Rewrite the listing below with every occurrence of "thickest part" changed to "widest part" and everything else unchanged. Leave the pictures out of your version.

────

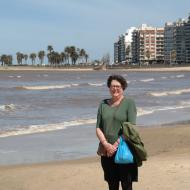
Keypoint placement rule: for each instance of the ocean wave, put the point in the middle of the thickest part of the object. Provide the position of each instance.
(44, 87)
(142, 111)
(167, 93)
(45, 128)
(147, 80)
(180, 76)
(96, 84)
(51, 87)
(7, 107)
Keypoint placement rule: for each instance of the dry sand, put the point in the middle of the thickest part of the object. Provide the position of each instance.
(167, 167)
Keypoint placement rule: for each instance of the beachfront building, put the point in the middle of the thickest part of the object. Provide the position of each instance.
(169, 48)
(119, 50)
(128, 42)
(122, 47)
(179, 41)
(187, 41)
(148, 45)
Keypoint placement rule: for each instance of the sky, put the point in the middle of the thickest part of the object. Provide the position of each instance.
(29, 26)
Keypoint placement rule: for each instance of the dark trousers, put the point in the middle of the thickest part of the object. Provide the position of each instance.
(114, 185)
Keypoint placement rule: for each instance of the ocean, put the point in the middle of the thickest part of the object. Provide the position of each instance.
(51, 115)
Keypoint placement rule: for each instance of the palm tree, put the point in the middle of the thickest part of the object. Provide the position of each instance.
(20, 56)
(33, 58)
(82, 54)
(67, 53)
(148, 55)
(86, 57)
(25, 58)
(50, 48)
(6, 59)
(41, 55)
(9, 59)
(73, 55)
(3, 59)
(63, 57)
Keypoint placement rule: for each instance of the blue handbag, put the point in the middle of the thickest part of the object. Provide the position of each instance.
(123, 154)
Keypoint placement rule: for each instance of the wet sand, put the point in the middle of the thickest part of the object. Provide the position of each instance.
(167, 167)
(35, 68)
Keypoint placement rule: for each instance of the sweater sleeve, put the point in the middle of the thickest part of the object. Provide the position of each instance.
(132, 112)
(99, 118)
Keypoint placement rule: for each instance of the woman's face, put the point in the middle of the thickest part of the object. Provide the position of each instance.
(116, 89)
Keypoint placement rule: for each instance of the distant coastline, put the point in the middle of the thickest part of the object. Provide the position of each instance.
(152, 69)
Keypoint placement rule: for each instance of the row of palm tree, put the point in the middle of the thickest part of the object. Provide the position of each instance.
(6, 59)
(70, 56)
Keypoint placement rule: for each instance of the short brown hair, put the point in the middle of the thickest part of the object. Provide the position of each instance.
(118, 78)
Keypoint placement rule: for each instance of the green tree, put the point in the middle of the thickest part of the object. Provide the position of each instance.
(41, 55)
(33, 58)
(50, 48)
(25, 58)
(20, 56)
(67, 53)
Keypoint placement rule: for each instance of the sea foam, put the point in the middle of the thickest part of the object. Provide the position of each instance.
(167, 93)
(45, 128)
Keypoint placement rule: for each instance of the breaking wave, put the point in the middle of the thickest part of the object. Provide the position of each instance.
(96, 84)
(7, 107)
(147, 80)
(51, 87)
(44, 87)
(45, 128)
(182, 105)
(167, 93)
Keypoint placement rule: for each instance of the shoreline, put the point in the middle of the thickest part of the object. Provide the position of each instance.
(168, 166)
(143, 69)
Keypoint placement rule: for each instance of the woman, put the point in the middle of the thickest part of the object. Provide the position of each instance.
(111, 114)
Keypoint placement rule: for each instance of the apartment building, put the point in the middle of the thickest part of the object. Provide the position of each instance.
(187, 41)
(179, 41)
(169, 46)
(148, 45)
(119, 50)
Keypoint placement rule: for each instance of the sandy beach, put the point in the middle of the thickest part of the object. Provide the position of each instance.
(168, 167)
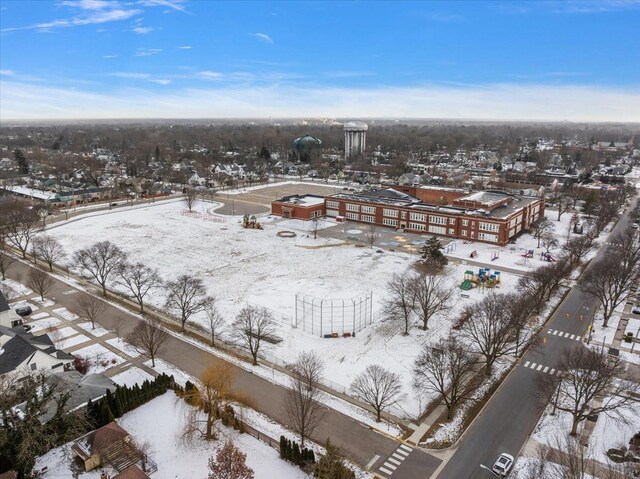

────

#### [Answer to this task]
Keypoint placement rule: for each instance of the ocean wave, put the point in the middle of the widest part of the object. Provide the position of each instance.
(44, 87)
(142, 111)
(167, 93)
(45, 128)
(147, 80)
(180, 76)
(96, 84)
(51, 87)
(7, 107)
Keypoint placement rule: for each instance of the dry sand, put the point in the middle of the widest part of the object. Provide the position of each instance.
(167, 167)
Keypoint placement rule: for each instance of the beachfront building, put the point in the middle of the widest part of the object. Provide the position of each instance.
(169, 48)
(119, 50)
(128, 42)
(122, 47)
(179, 41)
(187, 41)
(148, 45)
Keypoint placement rule: for each instance of the sky, put the point in the middle of the widest part of the object. Provide the position of each instance.
(29, 26)
Keypoint placement rule: for each instance of the dark trousers, put the point in the middle of the widest part of the object. Provide the position of each instance.
(114, 185)
Keypoint placement rule: for each instance of the ocean, put the point in the middle of the widest part of the object. Provide the position of each instance.
(51, 115)
Keypoint placement rule: for each instance of the palm tree, put the point in the middle of the widest part of the object. Provide the position of each instance.
(20, 56)
(33, 58)
(82, 54)
(67, 53)
(148, 55)
(86, 57)
(25, 58)
(50, 48)
(6, 59)
(41, 55)
(9, 59)
(73, 55)
(3, 59)
(63, 57)
Keypoint placement rule: for each instance of the blue handbag, put the point in the middle of the widest part of the object. Provide the position of each instance.
(123, 154)
Keypoint placement rule: for each instance of the wet sand, put the point in the middle of the widest part of the object. Provide the position of each instance.
(167, 167)
(35, 68)
Keypoint placement rule: for each instance of the sweater sleeve, put the point in the middle of the widest part of the object. Provide the position of each instance.
(132, 112)
(99, 118)
Keypoint placement rule: for each instance of the woman's face, put the point in the middle of the widest part of the object. Provide the position of each instance.
(116, 89)
Keypoint placement rule: for each instance of the distant coastline, put the point in the middle of the widest part of the object. Provide the position of each instance.
(152, 69)
Keypoint placement rule: for each instance of the row of palm tree, put the point in the middle of the widest part of the object. Provide the position of each instance.
(6, 59)
(70, 56)
Keypoint placement rule: for each instance of the short brown hair, put the point in the middle of the widest part of the object. Provide the position of each instance.
(118, 78)
Keypoint placement rule: for each instance of the green tree, put the point in the middle of the widest part of the object. Provide the position of each instance.
(41, 55)
(33, 58)
(50, 48)
(25, 58)
(20, 56)
(67, 53)
Keypoint placement rule: for each instance of the sea foam, put the point in the middle of the widest part of the object. Provide the position of each instance.
(167, 93)
(45, 128)
Keypoint placement rule: for each instance of the breaking wave, put the point in the middle of the widest part of the object. Provide the position of each instance.
(96, 84)
(7, 107)
(147, 80)
(51, 87)
(44, 87)
(45, 128)
(182, 105)
(167, 93)
Keypoint placement rule: for each instance of the shoreline, put the point in the middle of the widest part of the object. Provide the position of each instance.
(168, 166)
(143, 69)
Keypoint placement rule: for each instance of the woman, put the point in the middle of the widest part of the object. Provide the position of each instance.
(111, 114)
Keypoint placement rule: for each instance of the apartment building, put the point in the middle of the widest part of the object. Provide the position of each instance.
(187, 41)
(179, 41)
(169, 46)
(148, 45)
(119, 50)
Keypoint placement rule: for each instance of the sandy beach, put the point in the middle of the widest part of the object. Provide the position of each instance.
(168, 167)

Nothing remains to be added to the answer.